Exercise input:
◇ ◇ ◇ ◇ ◇ ◇ ◇

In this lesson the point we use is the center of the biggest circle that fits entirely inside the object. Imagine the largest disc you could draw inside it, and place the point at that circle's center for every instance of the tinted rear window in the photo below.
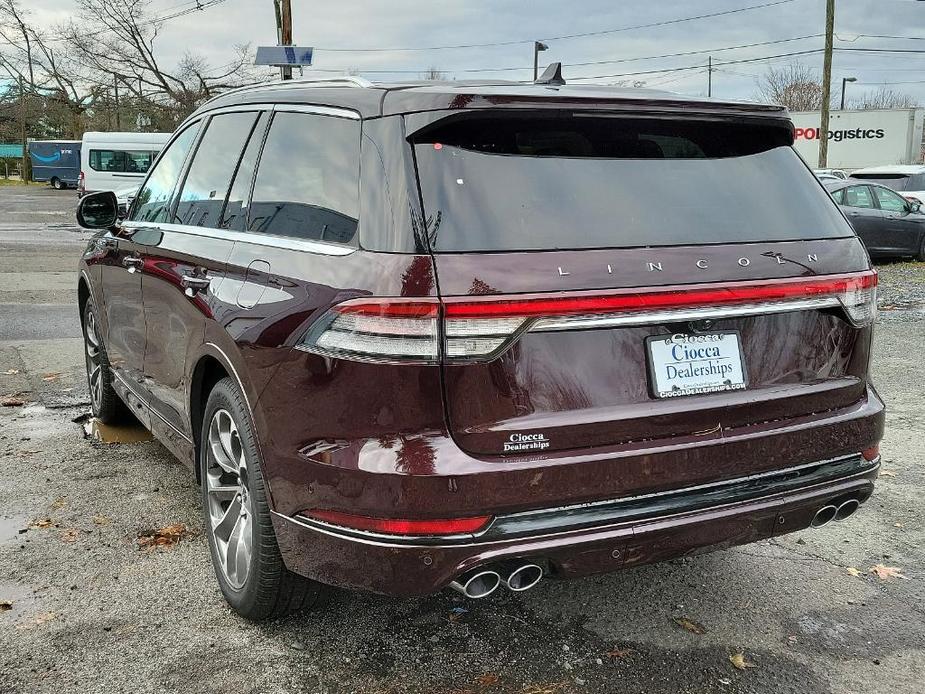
(596, 182)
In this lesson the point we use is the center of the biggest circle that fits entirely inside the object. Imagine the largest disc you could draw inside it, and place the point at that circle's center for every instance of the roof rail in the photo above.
(346, 79)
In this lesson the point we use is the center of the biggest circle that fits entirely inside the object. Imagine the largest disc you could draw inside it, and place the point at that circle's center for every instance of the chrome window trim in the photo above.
(249, 237)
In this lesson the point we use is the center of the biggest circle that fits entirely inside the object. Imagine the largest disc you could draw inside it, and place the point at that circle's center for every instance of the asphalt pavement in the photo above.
(86, 605)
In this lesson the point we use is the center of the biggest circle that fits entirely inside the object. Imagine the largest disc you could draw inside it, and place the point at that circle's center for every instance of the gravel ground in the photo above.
(90, 610)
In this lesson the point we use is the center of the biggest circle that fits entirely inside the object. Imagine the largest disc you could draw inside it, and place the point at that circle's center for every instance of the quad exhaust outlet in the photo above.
(834, 511)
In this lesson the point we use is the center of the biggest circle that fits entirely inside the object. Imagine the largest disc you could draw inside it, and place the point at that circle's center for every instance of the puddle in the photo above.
(133, 433)
(10, 526)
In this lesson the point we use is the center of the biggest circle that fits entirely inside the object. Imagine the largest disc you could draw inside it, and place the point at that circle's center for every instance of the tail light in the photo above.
(481, 328)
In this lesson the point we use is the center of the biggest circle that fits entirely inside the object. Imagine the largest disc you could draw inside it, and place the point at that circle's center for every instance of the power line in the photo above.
(562, 37)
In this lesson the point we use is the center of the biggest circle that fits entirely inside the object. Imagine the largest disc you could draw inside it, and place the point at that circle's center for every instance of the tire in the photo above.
(252, 577)
(106, 404)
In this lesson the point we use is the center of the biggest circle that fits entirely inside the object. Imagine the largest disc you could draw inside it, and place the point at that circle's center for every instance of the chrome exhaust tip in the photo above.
(824, 515)
(523, 577)
(478, 583)
(847, 508)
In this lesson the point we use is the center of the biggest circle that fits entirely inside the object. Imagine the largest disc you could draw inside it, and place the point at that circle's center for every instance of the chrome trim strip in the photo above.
(471, 539)
(150, 409)
(317, 110)
(252, 238)
(678, 315)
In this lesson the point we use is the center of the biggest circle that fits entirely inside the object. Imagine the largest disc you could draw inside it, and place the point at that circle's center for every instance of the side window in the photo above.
(209, 176)
(154, 197)
(858, 196)
(308, 178)
(235, 214)
(890, 201)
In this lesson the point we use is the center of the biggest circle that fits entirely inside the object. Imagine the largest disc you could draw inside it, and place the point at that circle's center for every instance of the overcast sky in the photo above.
(392, 24)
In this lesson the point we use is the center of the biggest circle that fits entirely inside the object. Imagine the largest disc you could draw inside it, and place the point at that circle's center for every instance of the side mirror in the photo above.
(98, 210)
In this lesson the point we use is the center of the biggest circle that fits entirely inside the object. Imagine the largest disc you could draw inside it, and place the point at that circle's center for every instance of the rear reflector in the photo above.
(393, 330)
(396, 526)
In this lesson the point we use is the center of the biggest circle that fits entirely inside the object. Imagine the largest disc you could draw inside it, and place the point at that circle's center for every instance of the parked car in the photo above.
(112, 161)
(887, 223)
(907, 180)
(436, 335)
(834, 173)
(56, 162)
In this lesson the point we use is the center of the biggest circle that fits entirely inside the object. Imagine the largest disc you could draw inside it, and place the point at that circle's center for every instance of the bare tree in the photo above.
(56, 91)
(116, 39)
(795, 86)
(884, 98)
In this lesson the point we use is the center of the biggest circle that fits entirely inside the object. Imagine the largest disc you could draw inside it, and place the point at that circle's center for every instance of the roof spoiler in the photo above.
(552, 75)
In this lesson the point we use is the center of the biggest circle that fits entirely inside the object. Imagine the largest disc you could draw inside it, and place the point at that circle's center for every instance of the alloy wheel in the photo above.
(230, 507)
(94, 362)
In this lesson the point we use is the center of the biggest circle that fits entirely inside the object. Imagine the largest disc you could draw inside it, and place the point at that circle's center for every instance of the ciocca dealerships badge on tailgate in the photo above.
(690, 364)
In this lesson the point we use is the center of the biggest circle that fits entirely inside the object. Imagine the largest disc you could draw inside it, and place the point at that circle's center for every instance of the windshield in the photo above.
(895, 181)
(569, 183)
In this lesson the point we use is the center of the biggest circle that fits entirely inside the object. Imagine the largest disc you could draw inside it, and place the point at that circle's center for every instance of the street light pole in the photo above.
(845, 81)
(537, 47)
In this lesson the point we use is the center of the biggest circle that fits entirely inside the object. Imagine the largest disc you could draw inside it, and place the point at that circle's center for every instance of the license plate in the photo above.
(692, 364)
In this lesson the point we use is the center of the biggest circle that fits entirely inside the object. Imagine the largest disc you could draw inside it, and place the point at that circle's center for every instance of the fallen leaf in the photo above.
(690, 625)
(738, 661)
(42, 523)
(70, 535)
(549, 688)
(38, 620)
(618, 652)
(167, 536)
(489, 679)
(885, 572)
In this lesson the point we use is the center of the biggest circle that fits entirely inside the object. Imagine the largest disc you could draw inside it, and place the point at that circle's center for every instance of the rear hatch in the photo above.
(619, 281)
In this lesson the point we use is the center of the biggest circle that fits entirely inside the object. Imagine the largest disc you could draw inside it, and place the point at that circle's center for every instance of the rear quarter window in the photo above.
(307, 182)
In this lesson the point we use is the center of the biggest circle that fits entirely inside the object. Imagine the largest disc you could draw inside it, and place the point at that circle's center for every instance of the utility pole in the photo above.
(710, 75)
(115, 85)
(537, 47)
(826, 83)
(22, 129)
(284, 31)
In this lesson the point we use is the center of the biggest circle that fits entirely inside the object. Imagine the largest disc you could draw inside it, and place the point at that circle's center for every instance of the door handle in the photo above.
(133, 263)
(193, 284)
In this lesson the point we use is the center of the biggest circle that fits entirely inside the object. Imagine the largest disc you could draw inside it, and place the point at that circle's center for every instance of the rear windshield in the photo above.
(575, 181)
(895, 181)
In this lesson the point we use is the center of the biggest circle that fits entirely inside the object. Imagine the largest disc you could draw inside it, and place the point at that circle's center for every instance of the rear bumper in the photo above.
(406, 568)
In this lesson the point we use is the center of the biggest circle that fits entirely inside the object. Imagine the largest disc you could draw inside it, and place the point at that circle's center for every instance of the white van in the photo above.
(114, 161)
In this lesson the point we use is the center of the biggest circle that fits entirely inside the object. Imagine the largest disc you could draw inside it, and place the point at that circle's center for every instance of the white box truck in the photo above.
(858, 139)
(115, 161)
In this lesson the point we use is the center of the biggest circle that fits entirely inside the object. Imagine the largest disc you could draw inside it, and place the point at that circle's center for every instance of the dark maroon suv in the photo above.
(415, 336)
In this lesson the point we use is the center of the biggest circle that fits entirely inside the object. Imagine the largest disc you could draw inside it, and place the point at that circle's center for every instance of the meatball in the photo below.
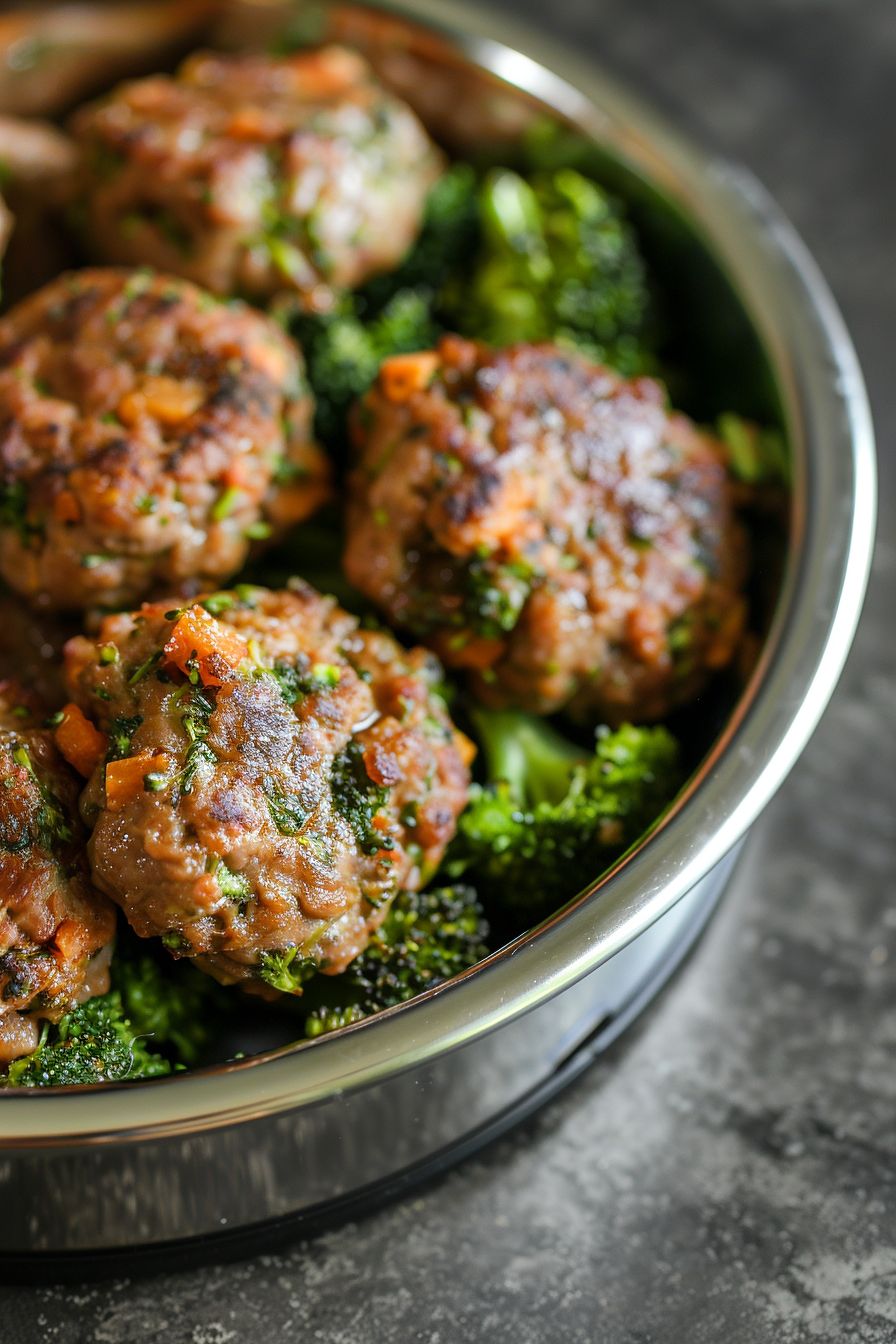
(148, 434)
(6, 226)
(278, 774)
(257, 175)
(548, 526)
(55, 929)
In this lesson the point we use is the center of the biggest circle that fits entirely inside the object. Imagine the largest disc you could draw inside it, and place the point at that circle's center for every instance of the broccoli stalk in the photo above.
(426, 937)
(558, 262)
(153, 1020)
(554, 815)
(94, 1043)
(392, 313)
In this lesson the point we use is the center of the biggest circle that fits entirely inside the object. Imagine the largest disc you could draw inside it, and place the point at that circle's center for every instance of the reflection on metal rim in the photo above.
(829, 559)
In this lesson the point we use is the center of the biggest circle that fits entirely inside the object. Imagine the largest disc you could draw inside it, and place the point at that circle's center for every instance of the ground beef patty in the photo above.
(55, 929)
(548, 526)
(253, 175)
(148, 434)
(277, 774)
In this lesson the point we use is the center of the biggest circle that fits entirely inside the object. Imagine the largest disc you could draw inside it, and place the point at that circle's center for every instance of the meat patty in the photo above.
(55, 929)
(278, 774)
(548, 526)
(257, 175)
(148, 434)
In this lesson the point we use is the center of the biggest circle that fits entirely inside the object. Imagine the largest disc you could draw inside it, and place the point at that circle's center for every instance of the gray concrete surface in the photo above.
(728, 1173)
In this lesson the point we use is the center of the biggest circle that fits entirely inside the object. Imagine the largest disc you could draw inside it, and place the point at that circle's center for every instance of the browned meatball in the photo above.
(148, 434)
(548, 526)
(281, 773)
(55, 929)
(257, 175)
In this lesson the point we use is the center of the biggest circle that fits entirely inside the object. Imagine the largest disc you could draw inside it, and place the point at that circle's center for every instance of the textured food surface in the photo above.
(548, 526)
(148, 434)
(274, 774)
(254, 175)
(55, 929)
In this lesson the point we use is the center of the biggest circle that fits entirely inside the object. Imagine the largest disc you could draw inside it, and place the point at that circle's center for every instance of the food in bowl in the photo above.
(465, 387)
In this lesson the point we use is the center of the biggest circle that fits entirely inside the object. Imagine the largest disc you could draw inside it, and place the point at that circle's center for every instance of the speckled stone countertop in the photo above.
(727, 1173)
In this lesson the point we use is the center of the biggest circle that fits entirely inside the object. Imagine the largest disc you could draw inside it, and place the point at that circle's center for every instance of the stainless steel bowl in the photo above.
(305, 1129)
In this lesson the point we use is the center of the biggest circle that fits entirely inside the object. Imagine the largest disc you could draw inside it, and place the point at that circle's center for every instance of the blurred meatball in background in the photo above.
(55, 929)
(257, 175)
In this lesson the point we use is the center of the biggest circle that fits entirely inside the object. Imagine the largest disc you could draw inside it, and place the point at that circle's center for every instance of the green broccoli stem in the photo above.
(531, 757)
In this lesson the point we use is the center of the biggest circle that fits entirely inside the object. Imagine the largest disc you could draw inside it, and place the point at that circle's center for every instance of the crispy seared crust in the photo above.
(257, 175)
(55, 929)
(147, 434)
(594, 528)
(261, 797)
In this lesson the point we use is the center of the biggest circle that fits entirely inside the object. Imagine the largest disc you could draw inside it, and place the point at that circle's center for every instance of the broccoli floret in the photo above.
(173, 1007)
(756, 456)
(552, 815)
(359, 799)
(427, 937)
(558, 262)
(94, 1043)
(391, 315)
(286, 971)
(343, 352)
(449, 233)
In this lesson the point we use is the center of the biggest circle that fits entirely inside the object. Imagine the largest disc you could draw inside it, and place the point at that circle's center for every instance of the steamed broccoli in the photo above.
(552, 815)
(153, 1020)
(426, 937)
(172, 1005)
(756, 456)
(94, 1043)
(344, 352)
(450, 231)
(558, 262)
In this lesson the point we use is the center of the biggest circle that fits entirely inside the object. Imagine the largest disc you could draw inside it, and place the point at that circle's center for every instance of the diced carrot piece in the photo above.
(79, 741)
(66, 508)
(215, 648)
(235, 475)
(125, 778)
(251, 122)
(465, 746)
(402, 375)
(165, 399)
(325, 73)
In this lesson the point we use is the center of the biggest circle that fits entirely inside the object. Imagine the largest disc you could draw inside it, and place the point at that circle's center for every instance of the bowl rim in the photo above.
(829, 558)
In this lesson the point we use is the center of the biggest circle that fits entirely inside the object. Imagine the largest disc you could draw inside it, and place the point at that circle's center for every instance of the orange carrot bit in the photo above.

◇ ◇ ◇ ◇ ◇ ◇ ◇

Work instructions:
Give back exactly the lines from the one containing "crust in the photo above." to the end of the material, both ends included.

Result of this exercise:
In this lesson the point we use is the center of the biggest circle that fits entirely inside the object. Imagine the largest disc you could draw inside it, and place the point at that circle's center for every instance of the crispy seared crust in the photo above.
(257, 175)
(55, 929)
(147, 434)
(594, 528)
(261, 797)
In this lesson the point we use is the center of the biggest circle that fits entirely inside the object. Imagine the largest disc you could draw inside it, and place the point at that circle's center for every instance of the broccoli floret in the photo above.
(173, 1007)
(756, 456)
(552, 815)
(359, 799)
(427, 937)
(558, 262)
(94, 1043)
(391, 315)
(286, 971)
(343, 352)
(449, 233)
In this lesson the point we use is the center of the biggest circle that fits entirely inside the object. Imagine the largest disc you could draw inside it, and place the point at that circle's center for every instance of the steamed broccoli in the photo above.
(552, 815)
(153, 1020)
(426, 937)
(172, 1005)
(756, 456)
(94, 1043)
(344, 352)
(450, 231)
(558, 262)
In this lesson the point we use is the center of the biggest circle that fits entirely inside the object. Imagine the largest disc you could draw inside it, and place the point at that circle's center for every instance of the diced carrot piece in the photo above.
(79, 741)
(66, 508)
(215, 648)
(235, 475)
(125, 778)
(251, 122)
(465, 746)
(402, 375)
(165, 399)
(325, 73)
In this lesson the point we use is the center of the biggest circle that fits entirely inside the object. Imagine the largest disc you could draw inside it, and place the point at that circle's center for every instance of the bowl rim in the photo above.
(829, 558)
In this lesson the point we use is the center of the biggest circle that fits entirely inside the object. Imagine the largest disc you could draw inside it, and place the point at that circle's center for every instance of the orange carrot bit in the photo above.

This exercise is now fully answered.